— Records of named objects with pointed locations —
+++

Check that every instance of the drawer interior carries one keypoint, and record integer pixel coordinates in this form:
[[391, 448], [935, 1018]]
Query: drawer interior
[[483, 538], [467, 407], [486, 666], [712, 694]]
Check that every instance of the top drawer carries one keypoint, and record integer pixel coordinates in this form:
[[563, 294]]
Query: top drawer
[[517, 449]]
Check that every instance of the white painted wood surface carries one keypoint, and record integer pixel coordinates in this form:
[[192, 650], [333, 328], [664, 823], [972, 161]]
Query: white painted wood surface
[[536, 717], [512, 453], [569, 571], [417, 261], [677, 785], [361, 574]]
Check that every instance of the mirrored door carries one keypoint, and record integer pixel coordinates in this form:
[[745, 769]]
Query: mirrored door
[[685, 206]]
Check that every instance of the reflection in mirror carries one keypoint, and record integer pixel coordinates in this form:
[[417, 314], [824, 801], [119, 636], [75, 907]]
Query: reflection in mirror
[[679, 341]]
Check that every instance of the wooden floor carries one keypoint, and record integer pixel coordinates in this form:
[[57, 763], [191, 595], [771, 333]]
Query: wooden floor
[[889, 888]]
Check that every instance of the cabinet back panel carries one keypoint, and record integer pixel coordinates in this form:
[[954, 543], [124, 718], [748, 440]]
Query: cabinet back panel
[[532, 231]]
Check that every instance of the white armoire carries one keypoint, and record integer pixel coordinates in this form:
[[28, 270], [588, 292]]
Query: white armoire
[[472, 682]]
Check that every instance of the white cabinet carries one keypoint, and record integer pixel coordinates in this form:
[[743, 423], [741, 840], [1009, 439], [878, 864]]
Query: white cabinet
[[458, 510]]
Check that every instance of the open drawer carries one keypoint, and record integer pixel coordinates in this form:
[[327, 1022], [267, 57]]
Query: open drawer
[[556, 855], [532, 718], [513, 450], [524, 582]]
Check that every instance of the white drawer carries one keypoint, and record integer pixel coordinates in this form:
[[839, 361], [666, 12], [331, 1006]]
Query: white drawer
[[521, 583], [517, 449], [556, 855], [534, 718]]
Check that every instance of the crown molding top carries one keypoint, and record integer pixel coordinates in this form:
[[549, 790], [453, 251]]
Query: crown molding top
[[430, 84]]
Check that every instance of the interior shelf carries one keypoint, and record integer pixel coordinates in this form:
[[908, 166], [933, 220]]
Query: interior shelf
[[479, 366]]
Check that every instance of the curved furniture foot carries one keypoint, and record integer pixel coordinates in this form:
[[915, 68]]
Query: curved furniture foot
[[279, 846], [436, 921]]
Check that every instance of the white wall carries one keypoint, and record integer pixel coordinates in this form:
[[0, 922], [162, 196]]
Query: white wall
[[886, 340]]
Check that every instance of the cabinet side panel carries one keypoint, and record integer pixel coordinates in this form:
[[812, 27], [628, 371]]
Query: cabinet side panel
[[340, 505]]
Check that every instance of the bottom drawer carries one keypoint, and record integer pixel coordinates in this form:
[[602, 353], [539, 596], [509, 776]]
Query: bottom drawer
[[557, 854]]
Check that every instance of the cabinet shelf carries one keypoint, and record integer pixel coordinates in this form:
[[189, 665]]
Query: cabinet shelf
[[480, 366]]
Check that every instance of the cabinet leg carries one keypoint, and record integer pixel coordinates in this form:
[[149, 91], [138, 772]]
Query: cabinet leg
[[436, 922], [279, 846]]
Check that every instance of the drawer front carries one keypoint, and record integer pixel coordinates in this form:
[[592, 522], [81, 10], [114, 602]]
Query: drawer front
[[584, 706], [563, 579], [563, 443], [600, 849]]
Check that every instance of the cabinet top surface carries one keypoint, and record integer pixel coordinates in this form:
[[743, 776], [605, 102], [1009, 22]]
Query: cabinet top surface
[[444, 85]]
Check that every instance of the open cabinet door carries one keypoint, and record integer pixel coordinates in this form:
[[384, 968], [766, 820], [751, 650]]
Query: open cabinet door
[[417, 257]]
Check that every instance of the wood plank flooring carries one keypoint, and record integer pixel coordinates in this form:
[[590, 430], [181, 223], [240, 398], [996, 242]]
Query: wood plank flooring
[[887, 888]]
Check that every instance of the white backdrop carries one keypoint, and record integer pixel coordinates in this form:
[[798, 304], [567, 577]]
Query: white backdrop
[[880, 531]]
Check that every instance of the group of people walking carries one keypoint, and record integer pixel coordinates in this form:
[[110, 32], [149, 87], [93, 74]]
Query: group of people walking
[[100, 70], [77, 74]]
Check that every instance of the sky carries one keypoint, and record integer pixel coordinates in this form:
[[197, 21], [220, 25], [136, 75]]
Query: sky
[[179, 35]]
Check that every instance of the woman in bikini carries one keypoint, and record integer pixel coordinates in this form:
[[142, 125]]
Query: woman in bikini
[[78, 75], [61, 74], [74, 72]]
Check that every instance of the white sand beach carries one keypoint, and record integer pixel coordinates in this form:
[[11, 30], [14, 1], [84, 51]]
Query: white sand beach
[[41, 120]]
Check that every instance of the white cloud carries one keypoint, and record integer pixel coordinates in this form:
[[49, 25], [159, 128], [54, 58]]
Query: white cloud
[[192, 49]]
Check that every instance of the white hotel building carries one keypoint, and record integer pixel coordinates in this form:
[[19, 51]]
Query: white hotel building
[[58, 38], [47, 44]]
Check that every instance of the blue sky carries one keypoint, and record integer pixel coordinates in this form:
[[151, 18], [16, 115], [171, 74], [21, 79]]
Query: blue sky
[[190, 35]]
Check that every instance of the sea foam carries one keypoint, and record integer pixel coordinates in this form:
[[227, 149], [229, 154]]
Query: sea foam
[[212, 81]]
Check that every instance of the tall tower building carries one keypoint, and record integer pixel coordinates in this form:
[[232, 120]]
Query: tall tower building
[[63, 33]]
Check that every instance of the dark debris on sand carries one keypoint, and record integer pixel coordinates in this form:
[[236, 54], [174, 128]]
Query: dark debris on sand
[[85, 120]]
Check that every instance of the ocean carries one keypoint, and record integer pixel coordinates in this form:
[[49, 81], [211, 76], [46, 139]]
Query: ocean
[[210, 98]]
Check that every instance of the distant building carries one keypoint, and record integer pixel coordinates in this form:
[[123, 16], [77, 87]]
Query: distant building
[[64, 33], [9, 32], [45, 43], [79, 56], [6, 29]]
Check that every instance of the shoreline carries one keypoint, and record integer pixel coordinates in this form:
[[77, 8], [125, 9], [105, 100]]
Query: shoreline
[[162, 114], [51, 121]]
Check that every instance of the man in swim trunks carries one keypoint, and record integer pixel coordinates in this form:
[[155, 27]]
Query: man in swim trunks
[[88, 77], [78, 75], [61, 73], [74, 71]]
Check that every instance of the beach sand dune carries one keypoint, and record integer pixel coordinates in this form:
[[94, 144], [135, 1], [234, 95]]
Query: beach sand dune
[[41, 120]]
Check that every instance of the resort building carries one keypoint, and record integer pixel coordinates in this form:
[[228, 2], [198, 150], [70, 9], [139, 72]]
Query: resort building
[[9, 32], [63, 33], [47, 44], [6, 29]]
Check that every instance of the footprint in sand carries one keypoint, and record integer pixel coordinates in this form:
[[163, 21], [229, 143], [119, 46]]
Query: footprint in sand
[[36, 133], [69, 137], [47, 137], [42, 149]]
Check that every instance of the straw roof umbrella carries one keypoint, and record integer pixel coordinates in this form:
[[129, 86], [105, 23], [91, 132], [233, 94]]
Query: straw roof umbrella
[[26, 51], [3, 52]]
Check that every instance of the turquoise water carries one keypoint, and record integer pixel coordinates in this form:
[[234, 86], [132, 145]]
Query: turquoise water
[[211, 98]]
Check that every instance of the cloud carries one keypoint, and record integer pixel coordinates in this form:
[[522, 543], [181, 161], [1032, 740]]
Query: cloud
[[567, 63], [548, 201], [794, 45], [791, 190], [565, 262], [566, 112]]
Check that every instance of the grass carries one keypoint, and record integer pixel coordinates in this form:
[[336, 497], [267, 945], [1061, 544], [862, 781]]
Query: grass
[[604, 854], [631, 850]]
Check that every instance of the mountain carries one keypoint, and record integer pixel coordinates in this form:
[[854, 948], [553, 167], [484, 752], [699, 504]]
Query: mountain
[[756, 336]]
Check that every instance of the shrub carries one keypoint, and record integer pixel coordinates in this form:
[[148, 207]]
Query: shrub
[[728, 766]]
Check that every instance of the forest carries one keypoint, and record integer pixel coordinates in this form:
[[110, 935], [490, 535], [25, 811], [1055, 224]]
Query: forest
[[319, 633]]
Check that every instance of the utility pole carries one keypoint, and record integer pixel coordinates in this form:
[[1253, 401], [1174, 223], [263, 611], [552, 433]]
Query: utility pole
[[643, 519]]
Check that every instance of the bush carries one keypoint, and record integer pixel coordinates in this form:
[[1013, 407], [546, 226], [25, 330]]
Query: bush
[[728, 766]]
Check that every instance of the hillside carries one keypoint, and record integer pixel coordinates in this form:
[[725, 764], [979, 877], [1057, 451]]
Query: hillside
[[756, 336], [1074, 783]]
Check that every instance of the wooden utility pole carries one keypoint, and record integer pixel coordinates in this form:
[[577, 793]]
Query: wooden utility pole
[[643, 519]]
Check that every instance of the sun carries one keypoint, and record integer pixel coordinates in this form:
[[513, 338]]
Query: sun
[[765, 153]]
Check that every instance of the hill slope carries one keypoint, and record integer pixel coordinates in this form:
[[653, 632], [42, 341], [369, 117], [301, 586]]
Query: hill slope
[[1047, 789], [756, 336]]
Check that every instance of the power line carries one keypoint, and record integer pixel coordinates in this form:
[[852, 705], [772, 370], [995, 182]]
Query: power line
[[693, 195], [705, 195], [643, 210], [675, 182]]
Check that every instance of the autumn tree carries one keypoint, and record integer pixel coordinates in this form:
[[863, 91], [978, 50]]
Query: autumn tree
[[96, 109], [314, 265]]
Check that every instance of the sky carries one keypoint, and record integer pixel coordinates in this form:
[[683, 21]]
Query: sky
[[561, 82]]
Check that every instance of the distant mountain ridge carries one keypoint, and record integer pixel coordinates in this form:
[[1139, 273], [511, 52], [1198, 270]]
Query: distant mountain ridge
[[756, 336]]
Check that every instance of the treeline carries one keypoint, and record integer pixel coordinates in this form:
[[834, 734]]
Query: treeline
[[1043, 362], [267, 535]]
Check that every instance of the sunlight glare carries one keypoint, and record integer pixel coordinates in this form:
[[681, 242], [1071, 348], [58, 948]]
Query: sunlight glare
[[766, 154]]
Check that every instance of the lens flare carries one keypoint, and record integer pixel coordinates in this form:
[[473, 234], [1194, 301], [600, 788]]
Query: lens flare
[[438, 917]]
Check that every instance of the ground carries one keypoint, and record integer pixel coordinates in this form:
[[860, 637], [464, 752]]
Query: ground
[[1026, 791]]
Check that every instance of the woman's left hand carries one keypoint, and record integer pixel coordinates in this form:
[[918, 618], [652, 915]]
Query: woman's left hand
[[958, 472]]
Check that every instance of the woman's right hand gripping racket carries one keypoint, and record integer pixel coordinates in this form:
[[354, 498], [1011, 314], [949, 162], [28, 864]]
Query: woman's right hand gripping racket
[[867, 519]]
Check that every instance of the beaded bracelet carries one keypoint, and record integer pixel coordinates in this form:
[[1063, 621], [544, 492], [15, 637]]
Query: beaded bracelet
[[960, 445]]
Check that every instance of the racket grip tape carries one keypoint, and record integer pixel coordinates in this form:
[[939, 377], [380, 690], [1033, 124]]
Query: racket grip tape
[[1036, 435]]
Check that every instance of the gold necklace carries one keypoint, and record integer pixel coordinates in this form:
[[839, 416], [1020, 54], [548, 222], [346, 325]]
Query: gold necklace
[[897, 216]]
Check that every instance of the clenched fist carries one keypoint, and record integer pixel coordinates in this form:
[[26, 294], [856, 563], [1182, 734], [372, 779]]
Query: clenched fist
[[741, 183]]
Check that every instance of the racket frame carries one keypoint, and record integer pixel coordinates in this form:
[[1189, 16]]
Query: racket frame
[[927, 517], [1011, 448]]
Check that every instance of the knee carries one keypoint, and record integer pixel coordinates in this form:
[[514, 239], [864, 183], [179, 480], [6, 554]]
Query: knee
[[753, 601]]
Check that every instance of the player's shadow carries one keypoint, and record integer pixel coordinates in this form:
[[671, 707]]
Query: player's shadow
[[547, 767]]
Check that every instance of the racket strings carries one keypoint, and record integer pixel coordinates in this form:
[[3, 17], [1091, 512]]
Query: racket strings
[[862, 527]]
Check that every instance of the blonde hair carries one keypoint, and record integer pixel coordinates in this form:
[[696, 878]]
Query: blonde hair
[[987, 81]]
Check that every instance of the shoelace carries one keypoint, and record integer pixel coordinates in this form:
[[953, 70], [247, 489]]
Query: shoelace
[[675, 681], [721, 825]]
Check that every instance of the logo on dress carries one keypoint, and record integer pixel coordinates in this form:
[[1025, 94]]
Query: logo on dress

+++

— Directions —
Copy the records word for word from the first line through the line that contains "[[483, 538], [467, 407], [486, 666], [712, 694]]", including both of those lines.

— Exercise answer —
Check that every instance of the drawer interior carries one keypoint, and record integer pixel coordinates in this form:
[[391, 448], [935, 1018]]
Query: drawer interior
[[483, 538], [467, 407], [486, 666], [712, 694]]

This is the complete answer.